• _TASK GOAL_: Copy the data below word for word, leaving out the pictures.

• _SUPPLIED RECORDS_:
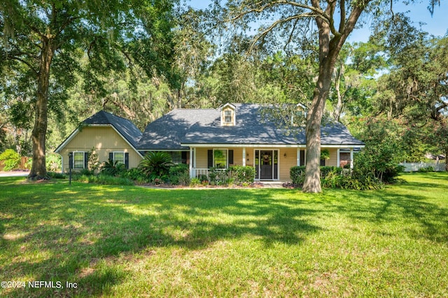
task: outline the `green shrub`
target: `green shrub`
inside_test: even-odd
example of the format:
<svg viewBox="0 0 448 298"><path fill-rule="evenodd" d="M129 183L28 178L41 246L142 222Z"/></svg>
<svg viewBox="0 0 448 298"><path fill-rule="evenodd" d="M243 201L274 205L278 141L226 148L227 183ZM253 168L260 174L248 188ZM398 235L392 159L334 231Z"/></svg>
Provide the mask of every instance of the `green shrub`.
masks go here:
<svg viewBox="0 0 448 298"><path fill-rule="evenodd" d="M293 166L289 170L289 176L295 185L302 185L305 180L305 166Z"/></svg>
<svg viewBox="0 0 448 298"><path fill-rule="evenodd" d="M45 157L47 171L55 172L62 168L61 155L56 153L48 153Z"/></svg>
<svg viewBox="0 0 448 298"><path fill-rule="evenodd" d="M366 146L356 155L353 174L360 180L370 177L379 183L391 183L404 169L393 143L387 142Z"/></svg>
<svg viewBox="0 0 448 298"><path fill-rule="evenodd" d="M109 159L101 166L100 173L109 176L119 176L126 171L126 166L118 161Z"/></svg>
<svg viewBox="0 0 448 298"><path fill-rule="evenodd" d="M4 171L11 171L19 167L20 155L13 149L6 149L0 154L0 161L4 162Z"/></svg>
<svg viewBox="0 0 448 298"><path fill-rule="evenodd" d="M190 185L190 168L188 164L179 164L170 167L169 176L169 182L174 185Z"/></svg>
<svg viewBox="0 0 448 298"><path fill-rule="evenodd" d="M433 172L434 171L434 168L432 167L432 166L428 166L427 168L420 168L420 169L419 169L419 170L417 171L420 172L420 173Z"/></svg>
<svg viewBox="0 0 448 298"><path fill-rule="evenodd" d="M85 176L92 176L94 175L94 172L93 171L91 171L88 169L81 169L80 170L79 170L78 171L78 173L79 173L80 175L85 175Z"/></svg>
<svg viewBox="0 0 448 298"><path fill-rule="evenodd" d="M233 166L227 171L237 185L253 183L255 180L255 171L253 166Z"/></svg>
<svg viewBox="0 0 448 298"><path fill-rule="evenodd" d="M192 187L195 187L197 186L200 186L201 185L201 180L197 178L191 178L191 180L190 181L190 186Z"/></svg>
<svg viewBox="0 0 448 298"><path fill-rule="evenodd" d="M66 179L67 176L62 173L57 173L57 172L47 172L47 174L52 179Z"/></svg>
<svg viewBox="0 0 448 298"><path fill-rule="evenodd" d="M166 180L172 165L171 155L166 152L148 152L139 164L139 169L152 181L154 179Z"/></svg>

• _SOLUTION BELOW_:
task: outline the `green shrub`
target: `green shrub`
inside_test: even-odd
example of the format:
<svg viewBox="0 0 448 298"><path fill-rule="evenodd" d="M129 183L28 178L41 246L142 222Z"/></svg>
<svg viewBox="0 0 448 298"><path fill-rule="evenodd" d="M243 201L274 205L278 141L226 148L227 183ZM253 168L260 174L248 188ZM398 235L392 159L334 231Z"/></svg>
Provide the mask of every instance of the `green shrub`.
masks go here:
<svg viewBox="0 0 448 298"><path fill-rule="evenodd" d="M293 166L289 170L289 176L295 185L302 185L305 180L305 166Z"/></svg>
<svg viewBox="0 0 448 298"><path fill-rule="evenodd" d="M45 157L47 171L55 172L62 168L61 155L56 153L48 153Z"/></svg>
<svg viewBox="0 0 448 298"><path fill-rule="evenodd" d="M366 146L356 155L353 174L360 180L370 177L379 183L391 183L404 169L393 143L387 142Z"/></svg>
<svg viewBox="0 0 448 298"><path fill-rule="evenodd" d="M109 159L101 166L100 173L109 176L119 176L126 171L126 166L118 161Z"/></svg>
<svg viewBox="0 0 448 298"><path fill-rule="evenodd" d="M4 171L11 171L19 167L20 155L13 149L6 149L0 154L0 161L4 162Z"/></svg>
<svg viewBox="0 0 448 298"><path fill-rule="evenodd" d="M190 185L190 168L188 164L179 164L170 167L169 176L169 182L174 185Z"/></svg>
<svg viewBox="0 0 448 298"><path fill-rule="evenodd" d="M433 172L434 171L434 168L432 167L432 166L428 166L427 168L420 168L420 169L419 169L419 170L417 171L420 172L420 173Z"/></svg>
<svg viewBox="0 0 448 298"><path fill-rule="evenodd" d="M85 176L92 176L94 175L94 172L93 171L91 171L88 169L81 169L80 170L79 170L78 171L78 173L79 173L80 175L85 175Z"/></svg>
<svg viewBox="0 0 448 298"><path fill-rule="evenodd" d="M233 166L227 171L237 185L253 183L255 180L255 171L253 166Z"/></svg>
<svg viewBox="0 0 448 298"><path fill-rule="evenodd" d="M192 187L195 187L197 186L200 186L201 185L201 180L197 178L191 178L191 180L190 181L190 186Z"/></svg>
<svg viewBox="0 0 448 298"><path fill-rule="evenodd" d="M66 179L67 176L62 173L57 173L57 172L47 172L47 174L52 179Z"/></svg>
<svg viewBox="0 0 448 298"><path fill-rule="evenodd" d="M166 180L172 165L171 155L166 152L148 152L139 164L139 169L152 181L154 179Z"/></svg>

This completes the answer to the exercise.